Task directions:
Swap "arched window" for "rounded window" in the part of the records that opens with the line containing "task | indicate the church window" and runs through the end of the records. Give back only that part, with everything else left unchanged.

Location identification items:
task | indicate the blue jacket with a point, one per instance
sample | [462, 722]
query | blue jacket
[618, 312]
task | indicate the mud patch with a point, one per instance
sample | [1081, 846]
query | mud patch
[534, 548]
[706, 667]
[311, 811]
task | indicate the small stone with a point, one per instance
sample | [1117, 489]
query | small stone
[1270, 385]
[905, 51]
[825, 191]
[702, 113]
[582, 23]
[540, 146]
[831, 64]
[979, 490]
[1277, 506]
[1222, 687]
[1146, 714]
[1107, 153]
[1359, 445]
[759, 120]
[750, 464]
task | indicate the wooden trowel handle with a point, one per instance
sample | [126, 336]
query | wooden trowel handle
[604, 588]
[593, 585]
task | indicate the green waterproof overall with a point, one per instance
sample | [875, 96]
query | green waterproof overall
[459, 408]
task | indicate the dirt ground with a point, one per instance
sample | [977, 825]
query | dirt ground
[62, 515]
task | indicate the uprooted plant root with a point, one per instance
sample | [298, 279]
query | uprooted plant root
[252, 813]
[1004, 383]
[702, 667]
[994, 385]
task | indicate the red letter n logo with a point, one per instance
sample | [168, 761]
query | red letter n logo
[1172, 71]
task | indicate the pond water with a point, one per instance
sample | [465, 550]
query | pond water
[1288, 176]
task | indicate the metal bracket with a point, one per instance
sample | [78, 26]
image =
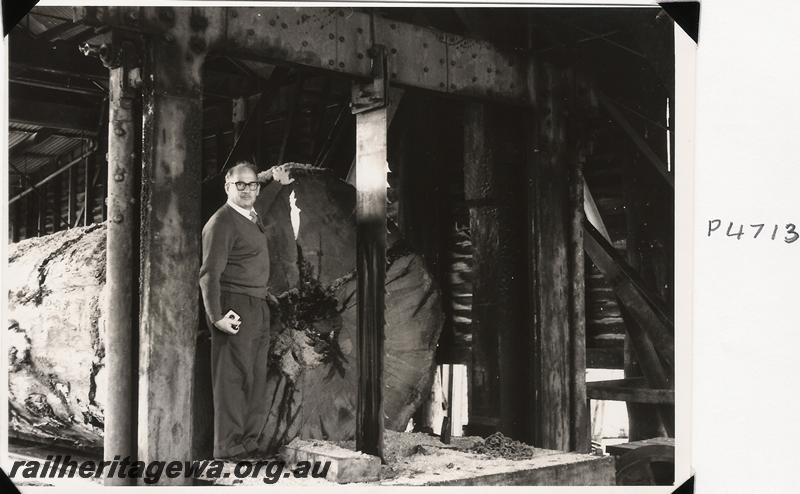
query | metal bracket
[374, 94]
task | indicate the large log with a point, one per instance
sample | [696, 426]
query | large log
[55, 337]
[56, 380]
[314, 379]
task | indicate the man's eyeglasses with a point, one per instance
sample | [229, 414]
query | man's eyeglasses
[240, 186]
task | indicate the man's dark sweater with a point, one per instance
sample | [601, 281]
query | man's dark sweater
[235, 259]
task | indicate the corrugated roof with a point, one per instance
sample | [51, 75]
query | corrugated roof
[43, 153]
[15, 137]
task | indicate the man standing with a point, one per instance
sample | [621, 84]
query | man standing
[233, 281]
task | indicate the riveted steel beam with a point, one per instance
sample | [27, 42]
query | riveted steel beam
[338, 40]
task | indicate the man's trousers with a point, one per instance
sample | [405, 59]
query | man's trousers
[239, 377]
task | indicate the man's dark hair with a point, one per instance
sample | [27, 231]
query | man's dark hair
[238, 165]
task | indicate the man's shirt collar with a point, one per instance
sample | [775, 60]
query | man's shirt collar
[244, 212]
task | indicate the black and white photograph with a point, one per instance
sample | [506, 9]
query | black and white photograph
[305, 245]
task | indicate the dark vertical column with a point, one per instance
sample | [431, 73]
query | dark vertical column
[371, 168]
[88, 202]
[170, 231]
[31, 215]
[559, 419]
[41, 208]
[71, 193]
[56, 204]
[494, 192]
[121, 268]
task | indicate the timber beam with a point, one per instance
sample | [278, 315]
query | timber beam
[338, 40]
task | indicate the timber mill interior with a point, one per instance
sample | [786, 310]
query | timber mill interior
[528, 248]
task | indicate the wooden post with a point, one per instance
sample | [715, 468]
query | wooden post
[371, 167]
[71, 191]
[87, 191]
[170, 232]
[121, 271]
[56, 206]
[559, 418]
[494, 191]
[41, 202]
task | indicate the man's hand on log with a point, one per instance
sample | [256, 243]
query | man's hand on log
[227, 325]
[278, 173]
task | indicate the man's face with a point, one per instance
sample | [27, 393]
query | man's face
[242, 198]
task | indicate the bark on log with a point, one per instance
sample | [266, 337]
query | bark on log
[56, 369]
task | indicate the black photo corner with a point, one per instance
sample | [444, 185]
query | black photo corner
[14, 11]
[686, 15]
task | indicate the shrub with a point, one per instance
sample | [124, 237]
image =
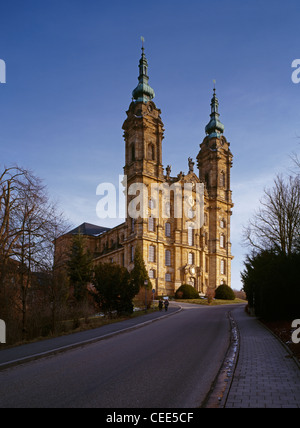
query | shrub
[186, 291]
[224, 292]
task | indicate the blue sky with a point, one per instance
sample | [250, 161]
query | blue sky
[72, 65]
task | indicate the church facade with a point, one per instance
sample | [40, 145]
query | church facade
[175, 249]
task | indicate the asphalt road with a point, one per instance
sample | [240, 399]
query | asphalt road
[168, 364]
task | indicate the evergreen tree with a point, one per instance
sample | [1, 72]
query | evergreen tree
[79, 267]
[113, 289]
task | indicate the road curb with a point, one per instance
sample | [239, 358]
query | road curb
[62, 349]
[297, 362]
[218, 394]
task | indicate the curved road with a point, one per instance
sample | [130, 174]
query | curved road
[167, 364]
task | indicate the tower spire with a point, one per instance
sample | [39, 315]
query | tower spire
[215, 127]
[143, 92]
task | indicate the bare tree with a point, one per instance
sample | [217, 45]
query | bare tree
[28, 224]
[276, 224]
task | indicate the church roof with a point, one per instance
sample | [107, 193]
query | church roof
[89, 230]
[143, 92]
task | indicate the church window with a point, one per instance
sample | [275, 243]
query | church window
[222, 241]
[133, 152]
[222, 179]
[168, 230]
[151, 224]
[190, 236]
[206, 264]
[168, 257]
[151, 152]
[222, 267]
[191, 258]
[151, 273]
[167, 210]
[151, 254]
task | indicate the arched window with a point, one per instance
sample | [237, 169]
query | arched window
[222, 179]
[190, 236]
[168, 257]
[151, 152]
[222, 267]
[222, 241]
[151, 224]
[168, 277]
[168, 230]
[151, 254]
[191, 258]
[133, 152]
[151, 273]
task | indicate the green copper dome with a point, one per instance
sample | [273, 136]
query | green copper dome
[143, 92]
[214, 128]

Written response:
task | indicate the church window with a point, one per instance
sample | [275, 243]
query | church window
[222, 241]
[133, 152]
[222, 179]
[168, 230]
[151, 224]
[190, 236]
[206, 264]
[168, 257]
[151, 152]
[222, 267]
[191, 258]
[151, 273]
[167, 210]
[151, 254]
task | indicate the rounded window with a point, one per instance
sample | [237, 169]
query | rounded window
[222, 179]
[190, 236]
[168, 257]
[151, 152]
[222, 267]
[222, 241]
[151, 224]
[168, 277]
[168, 230]
[151, 254]
[191, 258]
[133, 152]
[151, 273]
task | indicate the green copper dome with a point, one per instance
sample | [273, 136]
query | green copper dome
[143, 92]
[214, 128]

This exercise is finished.